- _Brief_
Reproduce the records below, switching every occurrence of "Instruction for annotators" to "Note for labelers" and leaving everything else unchanged.

Data lines
** BEGIN **

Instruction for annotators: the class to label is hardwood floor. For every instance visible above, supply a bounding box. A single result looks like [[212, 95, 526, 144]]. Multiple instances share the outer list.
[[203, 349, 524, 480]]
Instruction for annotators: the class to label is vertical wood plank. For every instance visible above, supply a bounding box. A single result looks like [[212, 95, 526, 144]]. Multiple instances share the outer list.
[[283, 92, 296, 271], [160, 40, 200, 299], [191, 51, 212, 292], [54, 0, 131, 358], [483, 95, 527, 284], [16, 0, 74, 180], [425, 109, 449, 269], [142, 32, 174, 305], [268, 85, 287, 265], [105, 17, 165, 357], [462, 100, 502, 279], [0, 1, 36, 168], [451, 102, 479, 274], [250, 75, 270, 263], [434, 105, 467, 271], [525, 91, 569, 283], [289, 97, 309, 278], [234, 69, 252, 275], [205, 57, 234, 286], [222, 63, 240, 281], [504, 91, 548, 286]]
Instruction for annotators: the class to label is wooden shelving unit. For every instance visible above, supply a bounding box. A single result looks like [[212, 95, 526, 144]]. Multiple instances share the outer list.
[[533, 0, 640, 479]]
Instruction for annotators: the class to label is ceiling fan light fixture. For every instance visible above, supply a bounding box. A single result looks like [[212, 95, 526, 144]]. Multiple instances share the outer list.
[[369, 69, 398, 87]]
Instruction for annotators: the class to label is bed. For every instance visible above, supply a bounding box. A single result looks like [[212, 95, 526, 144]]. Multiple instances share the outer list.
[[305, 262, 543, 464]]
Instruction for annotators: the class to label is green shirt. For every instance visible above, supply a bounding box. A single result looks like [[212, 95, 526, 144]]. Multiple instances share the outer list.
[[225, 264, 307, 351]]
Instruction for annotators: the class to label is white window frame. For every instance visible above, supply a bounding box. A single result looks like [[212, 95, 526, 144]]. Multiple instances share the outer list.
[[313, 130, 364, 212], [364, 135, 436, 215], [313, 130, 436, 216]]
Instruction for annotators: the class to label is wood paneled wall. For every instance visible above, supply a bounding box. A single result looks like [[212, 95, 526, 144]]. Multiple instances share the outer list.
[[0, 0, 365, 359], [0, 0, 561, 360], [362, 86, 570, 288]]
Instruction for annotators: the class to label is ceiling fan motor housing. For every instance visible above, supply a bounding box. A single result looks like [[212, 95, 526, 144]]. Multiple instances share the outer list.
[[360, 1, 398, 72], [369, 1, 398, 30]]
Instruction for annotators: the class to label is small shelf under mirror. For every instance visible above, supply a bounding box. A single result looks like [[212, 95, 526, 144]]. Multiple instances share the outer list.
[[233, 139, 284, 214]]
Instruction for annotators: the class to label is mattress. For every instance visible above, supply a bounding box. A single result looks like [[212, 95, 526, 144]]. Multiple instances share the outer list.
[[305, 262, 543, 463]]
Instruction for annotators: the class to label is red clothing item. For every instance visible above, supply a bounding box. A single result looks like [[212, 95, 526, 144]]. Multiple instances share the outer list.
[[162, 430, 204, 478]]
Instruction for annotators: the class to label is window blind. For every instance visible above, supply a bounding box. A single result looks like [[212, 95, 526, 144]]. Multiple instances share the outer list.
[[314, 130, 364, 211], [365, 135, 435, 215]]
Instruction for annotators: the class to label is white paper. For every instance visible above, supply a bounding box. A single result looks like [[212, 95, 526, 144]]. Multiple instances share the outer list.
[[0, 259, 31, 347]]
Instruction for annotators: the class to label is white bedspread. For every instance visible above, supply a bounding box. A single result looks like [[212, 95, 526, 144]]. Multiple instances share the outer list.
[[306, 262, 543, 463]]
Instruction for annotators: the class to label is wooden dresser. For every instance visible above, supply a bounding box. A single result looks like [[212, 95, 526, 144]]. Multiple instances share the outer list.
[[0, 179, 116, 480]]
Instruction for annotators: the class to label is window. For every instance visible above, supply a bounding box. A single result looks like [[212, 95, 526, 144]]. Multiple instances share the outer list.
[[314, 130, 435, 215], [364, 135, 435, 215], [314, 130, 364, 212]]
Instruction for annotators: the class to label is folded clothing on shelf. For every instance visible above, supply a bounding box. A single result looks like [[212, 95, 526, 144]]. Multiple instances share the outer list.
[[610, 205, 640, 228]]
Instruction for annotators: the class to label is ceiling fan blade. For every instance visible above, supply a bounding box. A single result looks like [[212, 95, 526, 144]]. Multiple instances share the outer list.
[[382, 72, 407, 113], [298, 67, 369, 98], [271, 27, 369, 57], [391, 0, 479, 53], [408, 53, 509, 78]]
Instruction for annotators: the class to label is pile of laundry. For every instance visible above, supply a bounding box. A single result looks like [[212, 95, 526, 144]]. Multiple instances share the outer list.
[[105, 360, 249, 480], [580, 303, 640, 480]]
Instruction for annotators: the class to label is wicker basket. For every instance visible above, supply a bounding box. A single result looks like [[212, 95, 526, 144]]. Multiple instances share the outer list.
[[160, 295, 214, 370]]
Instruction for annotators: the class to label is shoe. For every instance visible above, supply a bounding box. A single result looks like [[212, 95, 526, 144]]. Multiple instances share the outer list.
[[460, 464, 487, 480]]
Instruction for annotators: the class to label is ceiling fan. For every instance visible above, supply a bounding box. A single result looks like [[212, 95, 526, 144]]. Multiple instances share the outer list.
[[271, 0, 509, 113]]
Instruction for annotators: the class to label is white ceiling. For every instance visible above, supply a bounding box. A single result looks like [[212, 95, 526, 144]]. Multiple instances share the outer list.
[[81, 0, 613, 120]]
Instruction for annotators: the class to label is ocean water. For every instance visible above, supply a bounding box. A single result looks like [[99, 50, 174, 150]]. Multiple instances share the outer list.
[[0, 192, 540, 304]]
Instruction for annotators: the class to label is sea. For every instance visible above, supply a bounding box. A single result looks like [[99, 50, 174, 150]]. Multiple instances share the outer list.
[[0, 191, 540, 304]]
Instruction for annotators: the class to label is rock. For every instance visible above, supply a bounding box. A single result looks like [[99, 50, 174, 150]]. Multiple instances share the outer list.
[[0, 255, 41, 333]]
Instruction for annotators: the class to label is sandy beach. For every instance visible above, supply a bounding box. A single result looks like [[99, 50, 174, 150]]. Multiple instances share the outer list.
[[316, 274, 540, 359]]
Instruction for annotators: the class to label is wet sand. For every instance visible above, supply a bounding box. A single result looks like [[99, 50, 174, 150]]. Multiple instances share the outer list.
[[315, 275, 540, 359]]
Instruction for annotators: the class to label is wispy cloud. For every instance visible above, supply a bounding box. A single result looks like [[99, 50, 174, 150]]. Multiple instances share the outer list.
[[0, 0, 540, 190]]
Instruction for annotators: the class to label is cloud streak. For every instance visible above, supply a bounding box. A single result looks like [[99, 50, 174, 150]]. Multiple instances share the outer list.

** END **

- _Solution_
Note for labelers: the class to label is hardwood floor. For every instance visible above, supply a bounding box. A single result looks like [[212, 95, 526, 144]]. Multiple instances share the outer list.
[[203, 349, 524, 480]]
Note for labelers: the class to label is vertical wood plank. For every instance visible above, supply a bounding box. A single result looks like [[212, 95, 526, 144]]. Multiple instances share the outer list.
[[283, 92, 296, 271], [160, 40, 200, 299], [191, 51, 212, 292], [54, 0, 131, 358], [483, 95, 527, 284], [16, 0, 74, 180], [425, 109, 449, 269], [142, 32, 174, 305], [268, 85, 287, 265], [105, 17, 165, 357], [462, 100, 502, 279], [0, 1, 36, 168], [451, 102, 479, 274], [250, 75, 270, 263], [434, 105, 467, 271], [525, 91, 569, 283], [289, 97, 309, 278], [234, 69, 252, 275], [205, 57, 234, 286], [222, 63, 240, 281], [504, 91, 548, 286]]
Note for labelers: the class to label is wooden shelving unit. For every instance visible above, supply a bounding box. A single result looks like [[212, 95, 526, 144]]. Multiple instances share the outer list.
[[533, 0, 640, 479]]
Note for labelers: the class to label is ceiling fan light fixture. For every instance visible above, supply a bounding box. A single result looks like [[212, 95, 526, 144]]. Multiple instances share the outer list.
[[369, 69, 398, 87]]
Note for labelers: the class to label is bed. For every instance visible above, supply a bounding box. A single result looks like [[212, 95, 526, 144]]. Multiple instances share the outer list.
[[305, 262, 543, 464]]
Note for labelers: the class to label is green shirt. For every instance visible above, supply a bounding box. A single result looks like [[212, 95, 526, 144]]. Multiple instances share the outer list.
[[225, 264, 307, 351]]
Note for labelers: the class to label is white window frame. For every instance visible above, supply a bounding box. A single result looks like [[212, 95, 526, 144]]. Multiple instances share the outer list.
[[313, 130, 364, 212], [364, 135, 436, 215], [313, 130, 436, 216]]
Note for labelers: the class to label is wood paneled wall. For every instance visible above, supply a bounding box. A single result looks like [[212, 95, 526, 144]]. Multiple instances share the outer list.
[[0, 0, 365, 359], [0, 0, 561, 360], [362, 86, 570, 288]]
Note for labelers: the class to label is ceiling fan motor housing. For every instance visible above, supply a bounding box. A single result looks like [[212, 95, 526, 144]]. Multiple instances share the outer list.
[[360, 1, 398, 72], [369, 1, 398, 30]]
Note for labelers: the class to label is small shelf under mirror. For every instance visible above, supply a bounding box. A single result looks like [[212, 95, 526, 144]]. Multiple instances share the outer list.
[[233, 139, 284, 214]]
Note for labelers: the class to label is mattress. For every instance visible above, supply a bounding box. A single result looks like [[212, 95, 526, 144]]. Multiple instances share the outer list.
[[305, 262, 543, 463]]
Note for labelers: the class to label is red clothing item. For every instance visible above, supply a bounding box. A single result looks like [[212, 95, 526, 144]]. Multiple instances share the outer list.
[[162, 430, 204, 478]]
Note for labelers: the class to label is window blind. For every instance visible above, supply a bounding box. A single result looks like [[212, 95, 526, 144]]. Multiple instances share the outer list.
[[314, 130, 364, 211], [365, 135, 435, 215]]
Note for labelers: the class to label is white paper. For every instance visible above, supply a bounding box. A single result looks like [[212, 95, 526, 144]]. Multiple instances share the outer list.
[[0, 259, 31, 347]]
Note for labelers: the class to label is white bedspread. For every instance visible above, supply a bounding box. A single result looks like [[212, 95, 526, 144]]. Multiple instances share the outer list.
[[306, 262, 543, 463]]
Note for labelers: the class to label is wooden dresser. For every instance visible above, supply a bounding box. A single result looks like [[212, 95, 526, 144]]. Multiple instances share the outer list.
[[0, 179, 116, 480]]
Note for labelers: the class to label is window. For every instance visible above, supply a bounding box. A single result looks like [[212, 95, 526, 144]]. Multiple instances share the outer list.
[[314, 130, 435, 215], [364, 135, 435, 215], [314, 130, 364, 212]]
Note for labelers: the class to label is folded clothing on shelf. For every instance visible above, supply a bounding box. A single result looks like [[212, 95, 526, 144]]. Multiple instances share the outer list.
[[610, 205, 640, 228]]
Note for labelers: the class to label is ceiling fan blade. For every instance visible above, supply a bounding box. A single result looks like [[212, 95, 526, 144]]. Multiple instances share the outer list.
[[382, 72, 407, 113], [298, 67, 369, 98], [271, 27, 369, 57], [391, 0, 479, 53], [408, 53, 509, 78]]
Note for labelers: the class to label is pile of laundry. For every instance visible above, supply a bounding box. A single result looks like [[212, 95, 526, 144]]. Multiple instances share the outer list.
[[105, 360, 249, 480], [580, 303, 640, 480]]
Note for labelers: the class to label is wicker basket. For every instance visible above, supply a bounding box. A single result looks like [[212, 95, 526, 144]]. Multiple instances share the outer list.
[[160, 295, 214, 370]]
Note for labelers: the class to label is shoe. For every instance visible above, supply a bounding box. A single result looks like [[212, 95, 526, 144]]. Multiple instances share the outer list.
[[460, 464, 487, 480]]
Note for labelers: the class to label is ceiling fan. For every instance visible above, supply a bounding box. A single result looks like [[212, 95, 526, 144]]. Multiple instances share the outer list.
[[271, 0, 509, 113]]
Note for labelers: the class to label is white ceiling. For every instance visible above, supply a bounding box. A single result looks like [[212, 95, 526, 144]]. Multiple instances share the outer list.
[[81, 0, 613, 120]]
Note for labelers: the class to label is ocean water. For every instance visible above, supply a bounding box. A single result looks like [[99, 50, 174, 150]]. Multiple instances share the outer list.
[[0, 192, 540, 304]]
Note for labelers: the class to label is sea. For every instance visible above, supply a bounding box. A single result looks like [[99, 50, 174, 150]]. Multiple instances share the outer list.
[[0, 191, 540, 304]]
Note for labelers: the class to label is rock. For every instance visible above, supply a bounding box. A single result looks like [[99, 50, 174, 150]]. Multiple instances share the outer list.
[[0, 255, 41, 333]]
Note for labelers: the class to label is sandy beach. For every instance visible above, supply a bounding box. A single result looks like [[99, 50, 174, 150]]. Multiple instances share the outer list.
[[316, 274, 540, 359]]
Note for labelers: the class to label is wet sand. For every instance visible above, supply a bounding box. A single result looks like [[99, 50, 174, 150]]. Multiple instances share the outer list.
[[315, 275, 540, 359]]
Note for labelers: the class to label is wispy cloud. For every instance visible above, supply a bounding box. A single result looks like [[99, 50, 174, 150]]. Multiple instances share the outer list.
[[0, 0, 540, 190]]
Note for labelers: the class to label is cloud streak. For every instance visible above, supply a bounding box. A single result looks like [[99, 50, 174, 150]]. Multiple instances share the outer list.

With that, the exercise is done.